▸ **Set task**:
Copy out the listing below, changing "aisle log" to "store log" wherever it appears and leaving everything else the same.

▸ **Input**:
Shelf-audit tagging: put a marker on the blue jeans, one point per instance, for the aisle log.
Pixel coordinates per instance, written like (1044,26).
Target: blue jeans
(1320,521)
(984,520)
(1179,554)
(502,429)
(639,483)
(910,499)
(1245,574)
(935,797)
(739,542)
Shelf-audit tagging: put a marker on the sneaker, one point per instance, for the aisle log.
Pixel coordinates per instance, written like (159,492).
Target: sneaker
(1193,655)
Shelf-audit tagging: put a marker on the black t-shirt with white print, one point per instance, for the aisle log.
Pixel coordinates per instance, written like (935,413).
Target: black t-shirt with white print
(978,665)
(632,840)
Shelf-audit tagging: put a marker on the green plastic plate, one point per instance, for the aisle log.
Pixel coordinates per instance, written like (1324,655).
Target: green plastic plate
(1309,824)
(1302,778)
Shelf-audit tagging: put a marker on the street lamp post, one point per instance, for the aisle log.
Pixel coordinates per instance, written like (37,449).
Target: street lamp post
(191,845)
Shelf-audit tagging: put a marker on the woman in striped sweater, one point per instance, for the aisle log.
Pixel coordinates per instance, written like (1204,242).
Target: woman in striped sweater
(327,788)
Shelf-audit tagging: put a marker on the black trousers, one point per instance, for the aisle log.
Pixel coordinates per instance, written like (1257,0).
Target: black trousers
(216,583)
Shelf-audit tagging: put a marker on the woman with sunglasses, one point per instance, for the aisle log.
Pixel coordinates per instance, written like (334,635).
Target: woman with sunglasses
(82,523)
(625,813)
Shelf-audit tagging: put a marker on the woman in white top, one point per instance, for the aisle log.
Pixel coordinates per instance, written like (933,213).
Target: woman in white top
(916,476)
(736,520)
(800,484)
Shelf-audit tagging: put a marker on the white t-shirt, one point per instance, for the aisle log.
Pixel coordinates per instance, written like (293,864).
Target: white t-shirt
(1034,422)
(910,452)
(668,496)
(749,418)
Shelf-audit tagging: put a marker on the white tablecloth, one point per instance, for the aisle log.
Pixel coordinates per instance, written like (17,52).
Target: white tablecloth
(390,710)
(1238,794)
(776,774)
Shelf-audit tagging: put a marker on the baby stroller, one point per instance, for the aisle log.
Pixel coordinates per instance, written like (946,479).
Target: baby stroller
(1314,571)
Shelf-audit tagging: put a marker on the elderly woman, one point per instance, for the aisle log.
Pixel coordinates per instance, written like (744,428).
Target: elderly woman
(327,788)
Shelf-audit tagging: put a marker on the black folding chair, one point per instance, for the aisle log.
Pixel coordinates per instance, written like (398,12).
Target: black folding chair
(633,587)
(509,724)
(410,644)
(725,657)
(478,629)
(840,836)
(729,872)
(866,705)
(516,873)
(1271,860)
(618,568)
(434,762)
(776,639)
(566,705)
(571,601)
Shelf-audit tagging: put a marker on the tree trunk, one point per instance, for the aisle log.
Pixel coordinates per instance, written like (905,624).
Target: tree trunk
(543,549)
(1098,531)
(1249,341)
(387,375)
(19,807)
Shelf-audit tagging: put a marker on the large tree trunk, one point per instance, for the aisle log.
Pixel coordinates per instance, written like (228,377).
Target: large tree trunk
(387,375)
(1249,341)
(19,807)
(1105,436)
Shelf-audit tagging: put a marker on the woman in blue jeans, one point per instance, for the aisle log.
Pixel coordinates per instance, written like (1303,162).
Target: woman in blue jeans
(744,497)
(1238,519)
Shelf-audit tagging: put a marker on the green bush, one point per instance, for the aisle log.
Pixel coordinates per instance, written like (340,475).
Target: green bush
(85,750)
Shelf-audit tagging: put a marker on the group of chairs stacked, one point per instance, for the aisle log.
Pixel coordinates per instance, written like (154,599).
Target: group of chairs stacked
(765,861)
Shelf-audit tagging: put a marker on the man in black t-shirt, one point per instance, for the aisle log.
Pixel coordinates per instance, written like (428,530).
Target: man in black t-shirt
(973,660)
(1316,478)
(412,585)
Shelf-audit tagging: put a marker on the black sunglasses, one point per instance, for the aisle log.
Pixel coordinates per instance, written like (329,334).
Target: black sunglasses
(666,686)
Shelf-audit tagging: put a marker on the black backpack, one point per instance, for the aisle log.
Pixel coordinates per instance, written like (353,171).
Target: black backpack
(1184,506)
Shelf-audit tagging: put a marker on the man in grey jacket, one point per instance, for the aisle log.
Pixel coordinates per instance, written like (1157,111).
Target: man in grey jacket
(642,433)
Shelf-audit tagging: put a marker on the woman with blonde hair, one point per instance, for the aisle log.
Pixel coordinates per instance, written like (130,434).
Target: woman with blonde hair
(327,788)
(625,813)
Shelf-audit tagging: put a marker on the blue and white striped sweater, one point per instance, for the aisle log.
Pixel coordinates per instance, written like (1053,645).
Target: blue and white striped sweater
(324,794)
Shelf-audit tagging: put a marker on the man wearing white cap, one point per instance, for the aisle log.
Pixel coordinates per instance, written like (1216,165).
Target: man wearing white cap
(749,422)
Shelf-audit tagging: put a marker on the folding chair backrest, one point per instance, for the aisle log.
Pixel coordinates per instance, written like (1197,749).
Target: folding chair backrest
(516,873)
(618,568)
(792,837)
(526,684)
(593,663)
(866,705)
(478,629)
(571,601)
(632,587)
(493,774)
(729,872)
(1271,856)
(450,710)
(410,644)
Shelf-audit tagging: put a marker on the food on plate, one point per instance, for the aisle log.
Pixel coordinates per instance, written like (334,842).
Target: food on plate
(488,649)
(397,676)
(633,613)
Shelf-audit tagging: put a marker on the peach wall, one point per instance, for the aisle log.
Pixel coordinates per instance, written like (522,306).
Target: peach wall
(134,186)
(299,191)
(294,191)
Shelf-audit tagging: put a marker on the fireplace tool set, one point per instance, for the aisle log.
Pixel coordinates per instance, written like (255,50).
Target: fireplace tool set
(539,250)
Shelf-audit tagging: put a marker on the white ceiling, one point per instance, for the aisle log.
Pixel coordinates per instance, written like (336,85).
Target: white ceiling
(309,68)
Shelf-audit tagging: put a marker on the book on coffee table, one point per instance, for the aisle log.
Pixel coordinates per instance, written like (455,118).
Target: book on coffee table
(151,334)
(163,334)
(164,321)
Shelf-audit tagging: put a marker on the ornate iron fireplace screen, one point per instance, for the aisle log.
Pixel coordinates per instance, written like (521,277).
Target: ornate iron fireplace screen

▸ **The answer**:
Shelf-audit tagging: put a marker on the blue jeans, one point per instance, for the store log.
Pixel coordinates per instance, written like (1044,26).
Target: blue jeans
(1320,521)
(984,520)
(1179,554)
(502,429)
(639,483)
(910,499)
(1245,574)
(935,797)
(739,542)
Shelf-audit tagging: put a marker on the sneaker, one point per instance, for the store log.
Pixel coordinates per instance, written like (159,492).
Target: sneaker
(1193,655)
Shelf-audit tagging: put a marker on the black t-shirt with white print, one point per instance, for the store log.
Pixel coordinates per instance, written like (935,413).
Target: black t-shirt with white print
(978,665)
(632,840)
Shelf-audit tagging: put a marker on the green plastic plate, one point per instance, for the store log.
Pixel coordinates per instance, written like (1324,655).
Target: green plastic plate
(1309,824)
(1302,778)
Shelf-audit tagging: put a marker on the street lamp post, one point per instance, for the store log.
Pixel coordinates per instance, written like (37,449).
Target: street lamp post
(191,845)
Shelf-audit tagging: put a marker on the woman in striped sweater, one point per instance, for the store log.
Pixel coordinates per instance, written like (1204,242).
Target: woman in striped sweater
(327,788)
Shelf-audit tagging: put a marker on the black trousers, one point per instance, for the store log.
Pixel coordinates per instance, written like (1257,0).
Target: black trousers
(216,583)
Shelf-audit tagging: put a marker on the woman with sunglasses, one point per instance, for the store log.
Pixel coordinates per instance, written like (334,635).
Target: woman with sunglasses
(82,523)
(625,813)
Shelf-audit tagging: put a marker on the woman in white top, one point per instance, for the store log.
Pixel coordinates per instance, written like (933,213).
Target: woman in white top
(916,476)
(736,520)
(800,484)
Shelf-audit tagging: put a marker on the white t-shirt, one point per instance, for the store log.
Pixel coordinates per instance, written like (293,864).
Target: white t-shirt
(1034,422)
(910,452)
(668,496)
(749,418)
Shelf-audit tagging: put a marker on the white tablecloth, one point per instance, for the store log.
Pixel coordinates per instance, written like (17,52).
Target: white tablecloth
(390,710)
(1238,794)
(776,774)
Shelf-audit tagging: put a marker on the baby stroller, one point per instance, for the store log.
Pixel coordinates per instance, written like (946,479).
Target: baby stroller
(1314,571)
Shelf-audit tagging: put a marker on the elderly woman, one point per instance, for the store log.
Pixel coordinates per instance, written like (744,428).
Target: elderly woman
(327,788)
Shelf-audit tagging: put a marker on the black folding chair, one point per instance, for the store log.
Pixel coordinates per instance, written like (398,12).
Target: black folding chair
(633,587)
(509,724)
(410,644)
(725,657)
(478,629)
(840,836)
(729,872)
(866,705)
(516,873)
(1271,860)
(618,568)
(434,762)
(776,639)
(566,705)
(571,601)
Shelf-audit tagging: put a marker on the tree trunk, one point per instance, for the store log.
Pixel coordinates per instance, written like (905,624).
Target: tree trunk
(543,549)
(1098,531)
(1249,341)
(387,375)
(19,807)
Shelf-audit tagging: put a marker on the large tree trunk, one point per instance, for the store log.
Pixel coordinates per instance, written like (228,377).
Target: large tree trunk
(387,375)
(1249,341)
(19,807)
(1105,436)
Shelf-audit tagging: put a marker on the woman in blue jeans, one point per instance, for the store log.
Pixel coordinates per instance, written like (1303,162).
Target: woman in blue jeans
(744,497)
(1238,519)
Shelf-audit tagging: put a marker on the green bush, one point per instance, for the store log.
Pixel coordinates per instance, written like (340,475).
Target: green bush
(85,750)
Shelf-audit tagging: put a marker on the group of chairs stacked, one point per instance, for the store log.
Pixel coordinates per instance, written like (154,599).
Target: group of chairs stacked
(765,861)
Shelf-audit tagging: put a marker on the man in black t-shirt, one point per instance, for the store log.
Pixel coordinates per instance, written like (428,530).
Target: man in black t-shirt
(973,660)
(1316,478)
(412,585)
Shelf-audit tagging: put a marker on the black sunglasses, one point per instance, for the store log.
Pixel coordinates per instance, written like (329,334).
Target: black sunglasses
(666,686)
Shelf-audit tagging: put a marker on the black backpack, one point per instance, for the store log.
Pixel coordinates per instance, written like (353,171).
Target: black backpack
(1184,506)
Shelf-audit tagging: put a marker on the man in grey jacket, one point per instance, for the store log.
Pixel coordinates per instance, written like (1157,111).
Target: man in grey jacket
(642,433)
Shelf-audit tagging: put a marker on the woman with blonde hair, one point per instance, for the store log.
Pixel coordinates per instance, written like (130,434).
Target: woman with blonde hair
(327,788)
(625,813)
Shelf-audit tagging: put a marker on the blue and white striped sweater, one point per instance, for the store log.
Pixel coordinates per instance, written like (1053,645).
Target: blue and white striped sweater
(324,794)
Shelf-audit tagging: put a marker on the man wearing white cap, one point per instance, for the store log.
Pixel coordinates per instance, written like (1216,165).
Target: man wearing white cap
(749,422)
Shelf-audit tagging: put a marker on the folding chair backrest, one point per instance, for the store log.
Pixel coordinates per instance, written like (1197,749).
Target: folding chair backrest
(516,873)
(618,568)
(792,837)
(526,684)
(593,663)
(866,705)
(478,629)
(571,601)
(632,587)
(493,774)
(729,872)
(1271,856)
(450,710)
(410,644)
Shelf-audit tagging: put a marker on the food on plate, one point per instance, for the store log.
Pixel coordinates per instance, written like (334,842).
Target: food on plate
(488,649)
(397,676)
(633,613)
Shelf-audit tagging: put a marker on the peach wall, one point per instance, for the store log.
Pixel coordinates per instance, written like (522,306).
Target: peach wall
(134,186)
(299,191)
(294,191)
Shelf-audit tagging: put a marker on the fireplace tool set, one point per instance, for the store log.
Pixel coordinates per instance, written like (255,50).
Target: fireplace tool set
(539,250)
Shelf-audit tagging: put a marker on the white ceiling, one point per instance, for the store log.
Pixel coordinates per instance, written like (336,85).
Target: white ceiling
(309,68)
Shelf-audit tagging: put a marker on the book on coffee table, one point per instance, for the store log.
Pixel coordinates per instance, written like (455,118).
Target: book on coffee table
(151,334)
(163,334)
(164,321)
Shelf-audit tagging: put a marker on the ornate iron fireplace screen, one point per instance, for the store log.
Pixel coordinates per instance, written like (521,277).
Target: ornate iron fireplace screen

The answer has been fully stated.